◆ **STATED GOAL 1**
Rewrite every one of the entries below with "query" swapped for "prompt" and nothing else changed, and leave the pictures out.

◆ **PASSAGE TO READ**
§ §

# schultz aqua soil??? WHERE?



## travdawg (Mar 3, 2005)

Went to home depot today with hopes of getting the soil & pea gravel for my setup. I ended up going to Lowes, & Walmart as well, but no one carried the Schultz Aquatic Soil, or any Schultz products that I could find. Anyone have an inside to whre I could find some of that at retail?

I was also sad to find only the ugly grey pea gravel.... Guess I will loook to pet shops to see if I can fidn some large bags of "natural" gravel. bah, so much for on the cheap!

Trav


----------



## butacska (Mar 1, 2008)

If I were you I would give them (HD/Lowes) a call, ask for the garden department and have them look for the bags of SAPS. I bought it at HD, they have it inside, where they have things for the orchids (soil/ferts etc) and the more expensive soils. Usually right next to the indoor plants. 
For the gravel, I would go to LFS, they may have better (nicer) selection.


----------



## goalcreas (Nov 20, 2006)

You can try a local nursery also, they should have it out by now, it is POND time.
I have never not found it at Home Depot, but what can I say if you already tried it.


----------



## goalcreas (Nov 20, 2006)

OH yeah, how much are you getting. If just the one bag, that is fine, but if you are getting a bunch, the SMS will end up cheaper in the end.


----------



## isu712 (Feb 8, 2008)

Just so you know, Schultz Aqua Soil isn't actually soil. It's more like a really small gravel and won't give you the same effect as using top soil. If you already knew this I'm sorry for being redundant, but I figured it should be said.


----------



## jlui83 (Apr 22, 2006)

Home depot where all the other soils are. Thats where I found mine.
1 bag-$6-%7


----------



## travdawg (Mar 3, 2005)

So do ppl use it on top of their topsoil instead of gravel, or what?


----------



## yum (Feb 11, 2008)

§ §

◆ **SUPPLIED MATERIAL**
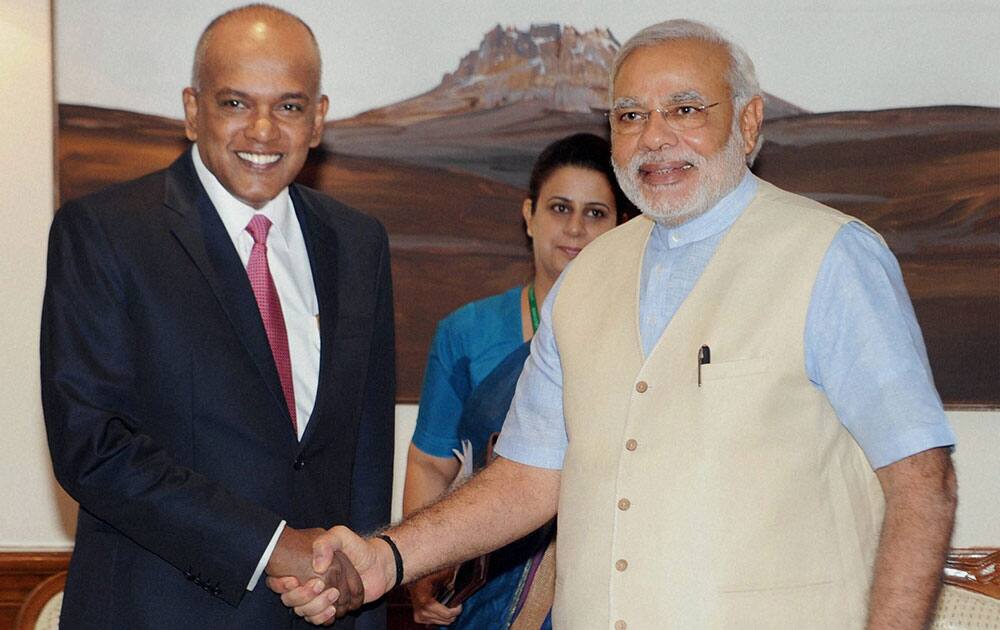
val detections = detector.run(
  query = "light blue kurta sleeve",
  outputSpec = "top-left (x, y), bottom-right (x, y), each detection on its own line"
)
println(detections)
top-left (805, 222), bottom-right (955, 468)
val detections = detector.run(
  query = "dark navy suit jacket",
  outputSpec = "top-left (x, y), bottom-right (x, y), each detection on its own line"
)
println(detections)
top-left (41, 152), bottom-right (395, 630)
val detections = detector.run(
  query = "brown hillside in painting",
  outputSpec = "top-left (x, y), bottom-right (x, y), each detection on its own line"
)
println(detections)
top-left (59, 103), bottom-right (1000, 405)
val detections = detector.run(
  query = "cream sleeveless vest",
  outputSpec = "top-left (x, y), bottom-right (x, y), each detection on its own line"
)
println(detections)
top-left (553, 182), bottom-right (883, 630)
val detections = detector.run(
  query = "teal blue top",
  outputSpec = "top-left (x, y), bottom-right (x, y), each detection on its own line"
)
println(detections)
top-left (413, 287), bottom-right (523, 457)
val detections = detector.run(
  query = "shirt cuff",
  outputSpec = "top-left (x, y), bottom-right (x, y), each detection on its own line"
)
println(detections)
top-left (247, 521), bottom-right (286, 591)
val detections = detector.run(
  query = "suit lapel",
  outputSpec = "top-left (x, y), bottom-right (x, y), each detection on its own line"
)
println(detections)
top-left (289, 184), bottom-right (338, 445)
top-left (164, 151), bottom-right (295, 438)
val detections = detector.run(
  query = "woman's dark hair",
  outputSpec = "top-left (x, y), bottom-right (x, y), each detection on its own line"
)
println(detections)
top-left (528, 133), bottom-right (638, 224)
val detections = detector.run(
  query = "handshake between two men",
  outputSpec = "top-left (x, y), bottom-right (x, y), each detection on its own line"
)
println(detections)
top-left (267, 526), bottom-right (402, 625)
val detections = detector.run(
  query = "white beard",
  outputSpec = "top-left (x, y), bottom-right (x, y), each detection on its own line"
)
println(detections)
top-left (611, 119), bottom-right (746, 226)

§ §

◆ **STATED GOAL 2**
Carry on the forum thread above about hunting for Schultz Aquatic Soil, starting after its last line.

◆ **WRITTEN REPLY 1**
val detections = detector.run(
  prompt = "light blue kurta sleeve",
  outputSpec = "top-left (x, y), bottom-right (x, y), each detection on its own line"
)
println(detections)
top-left (805, 222), bottom-right (955, 468)
val detections = detector.run(
  prompt = "dark navy suit jacket",
  outputSpec = "top-left (x, y), bottom-right (x, y), each detection on its own line"
)
println(detections)
top-left (41, 152), bottom-right (395, 630)
val detections = detector.run(
  prompt = "brown hillside in painting",
  outputSpec = "top-left (x, y), bottom-right (x, y), each detection on its own line"
)
println(detections)
top-left (59, 103), bottom-right (1000, 405)
val detections = detector.run(
  prompt = "cream sleeveless vest",
  outputSpec = "top-left (x, y), bottom-right (x, y), each detection on its own line"
)
println(detections)
top-left (553, 182), bottom-right (883, 630)
val detections = detector.run(
  prompt = "teal blue top",
  outputSpec = "top-left (x, y), bottom-right (x, y), each detection on its own line"
)
println(detections)
top-left (413, 287), bottom-right (523, 457)
val detections = detector.run(
  prompt = "shirt cuff",
  outputSpec = "top-left (x, y), bottom-right (x, y), each detection on its own line"
)
println(detections)
top-left (247, 521), bottom-right (286, 591)
val detections = detector.run(
  prompt = "suit lapel",
  outputSpec = "top-left (x, y), bottom-right (x, y), each detection on its own line"
)
println(detections)
top-left (289, 184), bottom-right (338, 445)
top-left (164, 151), bottom-right (295, 438)
val detections = detector.run(
  prompt = "woman's dark hair",
  outputSpec = "top-left (x, y), bottom-right (x, y), each detection on its own line"
)
println(detections)
top-left (528, 133), bottom-right (638, 224)
val detections = detector.run(
  prompt = "handshake between two men",
  outputSpec = "top-left (x, y), bottom-right (x, y), each detection on its own line"
)
println(detections)
top-left (267, 526), bottom-right (402, 625)
val detections = detector.run(
  prompt = "white beard",
  outputSpec = "top-left (x, y), bottom-right (x, y), each detection on its own line"
)
println(detections)
top-left (611, 119), bottom-right (746, 226)

◆ **WRITTEN REPLY 2**
i used mine to cap the soil. it's really light and won't hold plants down easily. some ppl reported that it floated on them, but i have not experienced this. the plus side to being light is that the MTS can easily burrow through and aerate. i think that it also might not suffer from creating anaerobic conditions as much as something heavier. it's also light enough for my cherry shrimp to pick up and roll in their claws; i take this as a good thing.

i'd say my only real annoyance is when i'm trying to plant anything. i've resorted to rubber banding stems to rocks, and using weights until the roots have taken.

also be wary when you rinse it. pour the schultz into water or you will get a large cloud of dust that will clot your nose for days. i had to flush my nasal cavity with a neti pot after i was done and fine clay particles were coming out. gross.

it's a nice neutral brownish clay color when wet.

one $6 bag filled my 20 gallon long. hope this helps.


----------



## rangersnoopy24201 (Feb 7, 2008)

i had red beard algae problems with the schulz


----------



## mistergreen (Mar 3, 2007)

rangersnoopy24201 said:


> i had red beard algae problems with the schulz


huh? schultz have nothing to do with your algae.

HD has a deal with schultz so call to all the HD around you.. One will bound to have some.. They're next to the plant fertilizers.

I use it to mix with my topsoil and cap the mixture... And then a thin layer of big gravel, rocks to weigh everything down.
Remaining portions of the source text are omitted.